* Task objective *
Please repeat every entry, keeping each one exactly the same.

* Source data *
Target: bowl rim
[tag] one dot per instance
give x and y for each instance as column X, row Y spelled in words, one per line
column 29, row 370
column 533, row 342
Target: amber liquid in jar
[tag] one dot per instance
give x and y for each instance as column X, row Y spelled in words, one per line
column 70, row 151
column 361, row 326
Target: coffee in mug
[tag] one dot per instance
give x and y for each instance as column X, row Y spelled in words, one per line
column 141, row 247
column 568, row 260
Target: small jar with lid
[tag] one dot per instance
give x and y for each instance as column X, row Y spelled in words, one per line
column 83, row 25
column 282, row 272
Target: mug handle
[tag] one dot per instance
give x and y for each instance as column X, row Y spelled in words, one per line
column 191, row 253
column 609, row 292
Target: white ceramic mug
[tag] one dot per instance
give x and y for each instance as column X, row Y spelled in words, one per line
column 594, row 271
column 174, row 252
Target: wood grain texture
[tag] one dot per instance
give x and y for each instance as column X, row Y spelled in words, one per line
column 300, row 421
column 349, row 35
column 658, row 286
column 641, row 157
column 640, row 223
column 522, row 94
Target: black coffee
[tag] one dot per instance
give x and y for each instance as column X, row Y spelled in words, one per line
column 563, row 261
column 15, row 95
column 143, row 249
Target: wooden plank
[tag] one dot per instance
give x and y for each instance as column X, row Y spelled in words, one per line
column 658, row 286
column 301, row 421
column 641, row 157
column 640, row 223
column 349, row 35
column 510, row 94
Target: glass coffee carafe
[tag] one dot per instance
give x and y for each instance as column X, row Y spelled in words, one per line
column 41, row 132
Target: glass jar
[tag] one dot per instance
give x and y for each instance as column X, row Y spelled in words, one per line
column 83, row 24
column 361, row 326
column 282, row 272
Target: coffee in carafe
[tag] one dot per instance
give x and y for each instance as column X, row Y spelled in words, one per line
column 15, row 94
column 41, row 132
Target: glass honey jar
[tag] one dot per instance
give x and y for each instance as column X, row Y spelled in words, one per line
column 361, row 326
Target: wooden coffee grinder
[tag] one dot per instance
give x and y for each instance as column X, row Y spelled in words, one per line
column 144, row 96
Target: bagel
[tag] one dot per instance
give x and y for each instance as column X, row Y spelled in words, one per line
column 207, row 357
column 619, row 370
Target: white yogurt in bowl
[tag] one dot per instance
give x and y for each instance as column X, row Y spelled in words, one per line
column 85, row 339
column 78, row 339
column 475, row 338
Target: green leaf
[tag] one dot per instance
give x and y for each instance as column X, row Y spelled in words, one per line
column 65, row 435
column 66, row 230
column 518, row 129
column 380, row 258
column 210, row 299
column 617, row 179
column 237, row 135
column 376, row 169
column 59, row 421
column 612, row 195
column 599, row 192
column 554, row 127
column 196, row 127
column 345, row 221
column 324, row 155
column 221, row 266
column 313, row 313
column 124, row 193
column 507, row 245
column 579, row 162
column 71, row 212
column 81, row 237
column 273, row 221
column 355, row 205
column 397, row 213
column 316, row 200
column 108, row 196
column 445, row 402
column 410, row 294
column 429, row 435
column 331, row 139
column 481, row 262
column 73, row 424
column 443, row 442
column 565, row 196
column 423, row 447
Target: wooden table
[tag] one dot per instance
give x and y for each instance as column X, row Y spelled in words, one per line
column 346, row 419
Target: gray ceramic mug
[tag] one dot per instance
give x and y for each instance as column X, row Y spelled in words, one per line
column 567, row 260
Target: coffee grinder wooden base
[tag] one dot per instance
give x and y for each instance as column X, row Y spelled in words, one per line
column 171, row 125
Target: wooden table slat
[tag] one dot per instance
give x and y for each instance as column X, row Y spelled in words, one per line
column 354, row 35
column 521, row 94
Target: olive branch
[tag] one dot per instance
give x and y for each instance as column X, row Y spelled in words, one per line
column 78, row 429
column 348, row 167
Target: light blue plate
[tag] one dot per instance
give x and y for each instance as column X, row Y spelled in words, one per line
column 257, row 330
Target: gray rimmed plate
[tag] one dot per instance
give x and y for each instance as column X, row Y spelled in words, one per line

* Answer to this problem *
Target: bowl rim
[tag] one dot per instance
give x and y for each instance as column X, row Y spelled in words, one per line
column 29, row 370
column 533, row 342
Target: amber liquid in jar
[tag] one dot per instance
give x and y for each instance as column X, row Y spelled in words, one per line
column 70, row 151
column 361, row 326
Target: coffee in mug
[tag] one dot per instance
give x and y for each instance as column X, row Y spelled in words, one per line
column 141, row 247
column 568, row 260
Target: small jar with lid
[tag] one dot per instance
give x and y for each instance as column X, row Y spelled in words, one per line
column 83, row 25
column 282, row 272
Target: mug handle
[tag] one dot per instance
give x and y for each instance as column X, row Y spelled in words, one per line
column 191, row 253
column 609, row 292
Target: white ceramic mug
[tag] one dot per instance
give x and y for each instance as column X, row Y spelled in words, one per line
column 594, row 271
column 174, row 252
Target: wood grain texture
[tag] one dot per instance
give x and y for each instance as column X, row Y spelled in words, one per line
column 300, row 421
column 349, row 35
column 658, row 286
column 641, row 157
column 640, row 223
column 522, row 94
Target: black coffee
[tag] one dot per instance
give x and y for each instance as column X, row Y spelled in words, one per line
column 563, row 261
column 15, row 95
column 143, row 249
Target: wooden plank
[tag] one dot per instance
give x and y for each instance as column X, row Y spelled in words, one per line
column 658, row 286
column 301, row 421
column 641, row 157
column 640, row 223
column 349, row 35
column 510, row 94
Target: glass coffee carafe
[tag] one dot per instance
give x and y for each instance as column X, row Y spelled in words, one per line
column 41, row 132
Target: glass jar
[tag] one dot per instance
give x and y for each instance as column X, row Y spelled in words, one per line
column 83, row 24
column 361, row 326
column 282, row 272
Target: coffee in carafe
[tag] one dot per instance
give x and y for each instance as column X, row Y spelled in words, one per line
column 15, row 94
column 41, row 132
Target: glass honey jar
[tag] one dot per instance
give x and y for each instance as column X, row Y spelled in words, one per line
column 361, row 326
Target: wooden coffee grinder
[tag] one dot per instance
give x and y for each instance as column X, row Y spelled in words, one per line
column 144, row 96
Target: bagel
[tag] one dot per instance
give x and y for each instance as column X, row Y spelled in words, one per line
column 207, row 357
column 619, row 370
Target: white yogurt in bowl
[tag] one dot per instance
give x and y for each instance as column X, row Y spelled in words, one per line
column 85, row 339
column 78, row 339
column 475, row 338
Target: green leaf
[tag] one dot per instance
give x and y for each instance as column X, row Y spelled in words, one per line
column 65, row 435
column 66, row 230
column 518, row 129
column 380, row 258
column 210, row 299
column 617, row 179
column 237, row 135
column 376, row 169
column 59, row 421
column 612, row 195
column 599, row 192
column 554, row 127
column 196, row 127
column 345, row 221
column 324, row 155
column 221, row 266
column 313, row 313
column 124, row 193
column 507, row 245
column 579, row 162
column 71, row 212
column 81, row 237
column 273, row 221
column 355, row 205
column 397, row 213
column 316, row 200
column 108, row 196
column 445, row 402
column 410, row 294
column 429, row 435
column 331, row 139
column 481, row 262
column 73, row 424
column 443, row 442
column 565, row 196
column 423, row 447
Target: wooden table
[tag] one dot per instance
give x and y for each instance as column X, row Y spelled in words, one per line
column 346, row 419
Target: gray ceramic mug
[tag] one dot per instance
give x and y for each instance as column X, row Y spelled in words, one per line
column 567, row 260
Target: coffee grinder wooden base
[tag] one dot per instance
give x and y for each instance as column X, row Y spelled in words, one per line
column 171, row 125
Target: wooden table slat
[tag] one dot per instance
give x and y for each instance as column X, row Y spelled in words, one per line
column 354, row 35
column 521, row 94
Target: olive branch
[tag] one dot per instance
give x and y for each instance as column X, row Y spelled in words, one per line
column 78, row 429
column 348, row 167
Target: light blue plate
[tag] one dot per instance
give x and y for each instance as column X, row Y spelled in words, one per line
column 257, row 330
Target: gray rimmed plate
[tag] one dot per instance
give x and y for each instance as column X, row Y spelled in words, one per line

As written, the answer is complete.